Stored dataset items:
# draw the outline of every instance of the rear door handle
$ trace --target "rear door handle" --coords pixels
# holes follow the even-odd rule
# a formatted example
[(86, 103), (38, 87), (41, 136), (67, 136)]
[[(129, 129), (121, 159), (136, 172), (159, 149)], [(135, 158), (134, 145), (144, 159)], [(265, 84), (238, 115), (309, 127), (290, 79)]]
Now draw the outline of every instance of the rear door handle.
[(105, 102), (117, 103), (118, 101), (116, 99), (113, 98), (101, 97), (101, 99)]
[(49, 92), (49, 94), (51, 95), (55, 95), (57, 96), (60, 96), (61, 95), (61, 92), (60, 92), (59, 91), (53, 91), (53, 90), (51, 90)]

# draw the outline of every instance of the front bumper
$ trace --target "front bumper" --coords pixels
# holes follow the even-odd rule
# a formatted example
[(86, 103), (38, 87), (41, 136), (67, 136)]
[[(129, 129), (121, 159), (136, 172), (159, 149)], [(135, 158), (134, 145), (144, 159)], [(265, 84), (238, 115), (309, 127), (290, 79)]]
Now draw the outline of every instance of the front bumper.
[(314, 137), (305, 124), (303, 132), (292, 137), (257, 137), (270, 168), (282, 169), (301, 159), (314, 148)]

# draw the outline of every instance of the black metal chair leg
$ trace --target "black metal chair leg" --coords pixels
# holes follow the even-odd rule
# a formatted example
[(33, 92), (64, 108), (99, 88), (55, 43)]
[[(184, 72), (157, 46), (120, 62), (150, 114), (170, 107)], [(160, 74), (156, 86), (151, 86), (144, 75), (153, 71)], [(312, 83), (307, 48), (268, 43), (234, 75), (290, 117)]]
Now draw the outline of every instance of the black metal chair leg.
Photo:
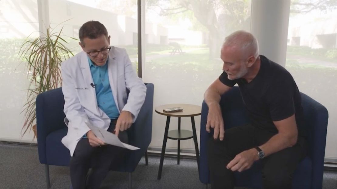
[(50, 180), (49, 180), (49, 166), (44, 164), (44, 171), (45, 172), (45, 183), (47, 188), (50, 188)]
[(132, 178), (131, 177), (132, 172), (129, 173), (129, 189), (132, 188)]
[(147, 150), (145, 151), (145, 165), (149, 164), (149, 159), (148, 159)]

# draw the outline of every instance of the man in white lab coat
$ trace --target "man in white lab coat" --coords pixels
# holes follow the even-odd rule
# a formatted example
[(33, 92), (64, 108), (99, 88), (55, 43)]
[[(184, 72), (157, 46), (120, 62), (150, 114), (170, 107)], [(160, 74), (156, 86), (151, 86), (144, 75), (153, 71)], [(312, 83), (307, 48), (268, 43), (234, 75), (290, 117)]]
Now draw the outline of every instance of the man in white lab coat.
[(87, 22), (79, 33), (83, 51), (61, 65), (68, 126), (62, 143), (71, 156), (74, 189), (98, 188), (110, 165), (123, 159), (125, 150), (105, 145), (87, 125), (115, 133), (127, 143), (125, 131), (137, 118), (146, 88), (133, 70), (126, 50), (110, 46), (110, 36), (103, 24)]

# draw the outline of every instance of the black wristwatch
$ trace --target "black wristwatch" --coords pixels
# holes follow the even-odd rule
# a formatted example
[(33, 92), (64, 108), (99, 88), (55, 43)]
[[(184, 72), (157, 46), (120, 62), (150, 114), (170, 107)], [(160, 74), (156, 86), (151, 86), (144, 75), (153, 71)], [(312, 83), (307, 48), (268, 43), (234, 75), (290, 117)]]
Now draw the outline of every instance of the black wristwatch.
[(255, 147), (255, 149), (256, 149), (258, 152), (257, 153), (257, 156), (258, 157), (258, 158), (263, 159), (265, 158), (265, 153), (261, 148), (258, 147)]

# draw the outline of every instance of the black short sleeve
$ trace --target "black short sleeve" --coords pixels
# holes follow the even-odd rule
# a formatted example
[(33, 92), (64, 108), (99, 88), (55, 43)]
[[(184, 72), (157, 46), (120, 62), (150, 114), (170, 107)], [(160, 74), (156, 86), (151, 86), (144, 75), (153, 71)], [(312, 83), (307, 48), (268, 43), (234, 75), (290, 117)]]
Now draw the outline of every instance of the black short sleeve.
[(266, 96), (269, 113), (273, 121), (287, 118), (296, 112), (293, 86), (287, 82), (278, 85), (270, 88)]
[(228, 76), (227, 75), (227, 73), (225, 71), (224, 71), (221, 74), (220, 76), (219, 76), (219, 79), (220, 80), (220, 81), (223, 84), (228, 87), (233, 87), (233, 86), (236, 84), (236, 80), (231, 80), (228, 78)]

--

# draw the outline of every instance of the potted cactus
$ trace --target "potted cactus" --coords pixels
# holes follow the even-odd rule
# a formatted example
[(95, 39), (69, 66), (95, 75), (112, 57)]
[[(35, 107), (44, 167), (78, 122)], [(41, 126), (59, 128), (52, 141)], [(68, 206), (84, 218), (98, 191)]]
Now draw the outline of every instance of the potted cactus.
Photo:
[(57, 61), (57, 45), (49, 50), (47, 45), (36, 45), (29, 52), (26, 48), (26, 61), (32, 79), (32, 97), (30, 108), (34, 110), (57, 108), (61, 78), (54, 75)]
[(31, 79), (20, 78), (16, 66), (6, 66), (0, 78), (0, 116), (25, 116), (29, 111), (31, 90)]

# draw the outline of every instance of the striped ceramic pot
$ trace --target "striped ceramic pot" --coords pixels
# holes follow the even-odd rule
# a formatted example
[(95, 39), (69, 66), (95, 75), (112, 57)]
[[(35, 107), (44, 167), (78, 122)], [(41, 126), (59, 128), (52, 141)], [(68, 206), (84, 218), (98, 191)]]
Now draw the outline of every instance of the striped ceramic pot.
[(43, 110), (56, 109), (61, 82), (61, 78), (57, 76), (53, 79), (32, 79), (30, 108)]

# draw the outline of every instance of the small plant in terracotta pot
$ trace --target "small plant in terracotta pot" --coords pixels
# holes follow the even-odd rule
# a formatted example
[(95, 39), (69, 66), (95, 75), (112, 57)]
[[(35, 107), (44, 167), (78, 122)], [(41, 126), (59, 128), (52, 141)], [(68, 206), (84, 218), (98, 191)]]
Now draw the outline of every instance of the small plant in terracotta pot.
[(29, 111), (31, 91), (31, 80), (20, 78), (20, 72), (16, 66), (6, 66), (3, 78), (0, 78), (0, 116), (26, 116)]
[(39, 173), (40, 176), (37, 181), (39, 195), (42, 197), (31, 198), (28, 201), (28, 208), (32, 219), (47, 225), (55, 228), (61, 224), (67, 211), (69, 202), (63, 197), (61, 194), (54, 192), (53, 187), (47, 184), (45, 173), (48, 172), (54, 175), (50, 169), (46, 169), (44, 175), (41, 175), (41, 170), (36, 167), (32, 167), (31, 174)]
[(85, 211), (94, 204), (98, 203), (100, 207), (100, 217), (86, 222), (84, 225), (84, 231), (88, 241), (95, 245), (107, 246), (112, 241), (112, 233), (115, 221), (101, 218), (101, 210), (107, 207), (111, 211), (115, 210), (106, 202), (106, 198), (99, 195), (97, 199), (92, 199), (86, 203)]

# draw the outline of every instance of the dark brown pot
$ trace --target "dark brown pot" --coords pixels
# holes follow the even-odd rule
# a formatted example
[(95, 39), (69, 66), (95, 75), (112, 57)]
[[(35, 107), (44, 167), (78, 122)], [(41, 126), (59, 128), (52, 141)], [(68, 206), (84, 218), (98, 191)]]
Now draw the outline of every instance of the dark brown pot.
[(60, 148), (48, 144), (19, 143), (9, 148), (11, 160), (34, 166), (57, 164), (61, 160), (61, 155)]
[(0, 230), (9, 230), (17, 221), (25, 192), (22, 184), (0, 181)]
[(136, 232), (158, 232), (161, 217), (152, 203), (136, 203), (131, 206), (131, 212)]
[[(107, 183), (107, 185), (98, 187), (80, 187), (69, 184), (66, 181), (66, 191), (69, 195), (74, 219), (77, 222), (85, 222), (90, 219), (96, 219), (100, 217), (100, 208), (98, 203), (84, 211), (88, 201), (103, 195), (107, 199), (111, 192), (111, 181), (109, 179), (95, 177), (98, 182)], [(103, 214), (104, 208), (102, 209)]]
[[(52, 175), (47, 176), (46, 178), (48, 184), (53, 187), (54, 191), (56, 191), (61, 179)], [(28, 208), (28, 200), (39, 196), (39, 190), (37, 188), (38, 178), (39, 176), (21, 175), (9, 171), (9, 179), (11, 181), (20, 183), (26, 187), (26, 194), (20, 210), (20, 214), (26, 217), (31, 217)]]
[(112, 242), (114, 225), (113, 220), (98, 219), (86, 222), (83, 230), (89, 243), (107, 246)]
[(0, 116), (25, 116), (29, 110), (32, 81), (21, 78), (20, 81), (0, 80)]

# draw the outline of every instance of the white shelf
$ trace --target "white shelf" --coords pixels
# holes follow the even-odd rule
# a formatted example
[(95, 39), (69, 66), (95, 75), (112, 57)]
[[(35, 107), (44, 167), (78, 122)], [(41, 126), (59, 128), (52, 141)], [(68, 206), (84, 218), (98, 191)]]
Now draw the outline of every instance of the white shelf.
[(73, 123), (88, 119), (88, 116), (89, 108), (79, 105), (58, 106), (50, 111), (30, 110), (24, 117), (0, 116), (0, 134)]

--

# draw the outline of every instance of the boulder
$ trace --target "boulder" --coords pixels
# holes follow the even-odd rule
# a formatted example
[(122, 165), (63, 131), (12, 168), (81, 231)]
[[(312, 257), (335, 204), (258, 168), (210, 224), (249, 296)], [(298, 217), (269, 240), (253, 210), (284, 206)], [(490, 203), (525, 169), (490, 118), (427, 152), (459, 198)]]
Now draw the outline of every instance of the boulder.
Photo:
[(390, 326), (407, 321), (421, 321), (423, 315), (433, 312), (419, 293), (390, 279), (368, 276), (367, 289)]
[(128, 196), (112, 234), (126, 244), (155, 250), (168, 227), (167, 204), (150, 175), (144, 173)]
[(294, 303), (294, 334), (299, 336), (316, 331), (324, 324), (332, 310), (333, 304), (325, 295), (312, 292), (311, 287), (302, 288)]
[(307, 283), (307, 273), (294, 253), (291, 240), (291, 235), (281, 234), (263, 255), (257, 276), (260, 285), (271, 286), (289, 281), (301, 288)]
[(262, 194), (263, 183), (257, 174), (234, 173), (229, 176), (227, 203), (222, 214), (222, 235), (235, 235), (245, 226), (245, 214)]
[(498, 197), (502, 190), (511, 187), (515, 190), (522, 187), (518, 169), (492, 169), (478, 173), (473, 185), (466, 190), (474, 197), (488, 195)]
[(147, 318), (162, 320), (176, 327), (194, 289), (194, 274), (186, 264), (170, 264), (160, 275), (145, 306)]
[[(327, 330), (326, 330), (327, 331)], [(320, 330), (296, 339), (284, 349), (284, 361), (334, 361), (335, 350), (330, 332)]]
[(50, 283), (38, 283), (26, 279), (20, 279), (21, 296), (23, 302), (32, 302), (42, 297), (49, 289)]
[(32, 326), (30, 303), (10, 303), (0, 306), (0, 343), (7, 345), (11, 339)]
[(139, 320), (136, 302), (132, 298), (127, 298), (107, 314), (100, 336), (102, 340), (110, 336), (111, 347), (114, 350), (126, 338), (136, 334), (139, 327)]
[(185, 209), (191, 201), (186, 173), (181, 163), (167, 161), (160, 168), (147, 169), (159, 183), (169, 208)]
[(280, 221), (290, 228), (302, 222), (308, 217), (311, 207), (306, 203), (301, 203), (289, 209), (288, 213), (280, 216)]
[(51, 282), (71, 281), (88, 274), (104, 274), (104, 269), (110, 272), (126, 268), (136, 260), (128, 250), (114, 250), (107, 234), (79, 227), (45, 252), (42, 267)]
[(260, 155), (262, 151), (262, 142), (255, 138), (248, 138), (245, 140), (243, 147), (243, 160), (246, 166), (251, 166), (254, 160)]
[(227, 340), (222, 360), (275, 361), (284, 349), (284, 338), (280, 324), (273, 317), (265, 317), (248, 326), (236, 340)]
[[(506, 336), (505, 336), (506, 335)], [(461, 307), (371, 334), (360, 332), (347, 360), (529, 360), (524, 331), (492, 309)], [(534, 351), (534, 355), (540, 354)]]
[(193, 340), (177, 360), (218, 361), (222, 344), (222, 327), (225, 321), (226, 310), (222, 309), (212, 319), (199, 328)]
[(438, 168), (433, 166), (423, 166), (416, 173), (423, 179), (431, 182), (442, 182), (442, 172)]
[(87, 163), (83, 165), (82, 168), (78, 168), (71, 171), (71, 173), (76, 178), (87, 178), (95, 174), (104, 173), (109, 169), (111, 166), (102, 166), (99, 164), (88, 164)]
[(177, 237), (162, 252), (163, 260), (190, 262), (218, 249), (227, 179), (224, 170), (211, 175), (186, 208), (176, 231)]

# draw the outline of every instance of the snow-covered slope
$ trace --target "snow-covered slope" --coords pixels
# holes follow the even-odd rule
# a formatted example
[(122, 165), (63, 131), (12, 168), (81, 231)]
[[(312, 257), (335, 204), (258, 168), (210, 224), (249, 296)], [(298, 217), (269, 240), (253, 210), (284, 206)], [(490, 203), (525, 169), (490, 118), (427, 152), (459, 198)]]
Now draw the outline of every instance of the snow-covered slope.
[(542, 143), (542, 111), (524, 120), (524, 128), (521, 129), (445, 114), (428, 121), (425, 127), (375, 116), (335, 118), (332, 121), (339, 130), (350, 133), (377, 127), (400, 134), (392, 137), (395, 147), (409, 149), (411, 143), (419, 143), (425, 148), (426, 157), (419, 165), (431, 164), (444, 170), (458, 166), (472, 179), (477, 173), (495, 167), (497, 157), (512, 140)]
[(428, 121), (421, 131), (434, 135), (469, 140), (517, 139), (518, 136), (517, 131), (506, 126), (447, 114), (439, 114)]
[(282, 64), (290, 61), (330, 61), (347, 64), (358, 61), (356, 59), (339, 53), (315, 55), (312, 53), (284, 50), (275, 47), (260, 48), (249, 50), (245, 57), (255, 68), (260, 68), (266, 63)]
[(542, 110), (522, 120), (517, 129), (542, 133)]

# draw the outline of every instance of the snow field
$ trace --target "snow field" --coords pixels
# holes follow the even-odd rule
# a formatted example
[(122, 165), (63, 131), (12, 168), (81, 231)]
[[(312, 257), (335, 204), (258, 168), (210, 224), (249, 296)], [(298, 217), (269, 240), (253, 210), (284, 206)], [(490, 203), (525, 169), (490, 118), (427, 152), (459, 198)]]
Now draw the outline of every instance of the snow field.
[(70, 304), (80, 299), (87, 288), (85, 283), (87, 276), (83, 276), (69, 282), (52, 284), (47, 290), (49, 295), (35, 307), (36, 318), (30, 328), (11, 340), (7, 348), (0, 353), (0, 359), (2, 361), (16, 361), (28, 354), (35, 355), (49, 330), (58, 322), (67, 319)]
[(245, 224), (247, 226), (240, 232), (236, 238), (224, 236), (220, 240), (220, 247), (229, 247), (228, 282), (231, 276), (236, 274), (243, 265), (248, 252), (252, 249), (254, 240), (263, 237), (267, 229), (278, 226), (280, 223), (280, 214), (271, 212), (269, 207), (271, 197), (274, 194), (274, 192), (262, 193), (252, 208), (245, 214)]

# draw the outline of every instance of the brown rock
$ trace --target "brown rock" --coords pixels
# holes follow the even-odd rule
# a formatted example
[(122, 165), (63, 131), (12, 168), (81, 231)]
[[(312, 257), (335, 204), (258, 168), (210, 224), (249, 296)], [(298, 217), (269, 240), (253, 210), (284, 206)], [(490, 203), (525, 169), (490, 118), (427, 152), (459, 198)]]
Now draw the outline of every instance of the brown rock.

GIVEN TASK:
Rescale the stretch of the records from the line containing "# draw the outline of every instance of the black short" through the line containing "80), (228, 78)]", and give only those lines, requests included. Multiply every coordinate in the answer outlines by 0.8 and round to whole numbers with halves going up, leaving the requests and their format samples unchanged.

WRITTEN SOLUTION:
# draw the outline of every instance of the black short sleeve
$ trace --target "black short sleeve" --coords pixels
# holes follow the even-odd rule
# a formatted example
[(33, 92), (64, 108), (99, 88), (55, 43)]
[[(184, 72), (157, 46), (120, 62), (150, 114), (170, 107)], [(160, 74), (156, 86), (151, 86), (144, 75), (153, 71)], [(312, 83), (307, 48), (268, 43), (234, 75), (290, 117)]]
Now draw the outline of every instance of the black short sleeve.
[(213, 77), (215, 90), (218, 97), (230, 94), (237, 90), (234, 69), (230, 66), (222, 68), (216, 70)]
[(182, 61), (182, 60), (182, 58), (180, 57), (179, 57), (177, 59), (176, 61), (175, 61), (175, 63), (176, 64), (176, 65), (178, 67), (182, 70), (186, 70), (186, 69), (189, 67), (189, 64), (185, 64), (182, 62)]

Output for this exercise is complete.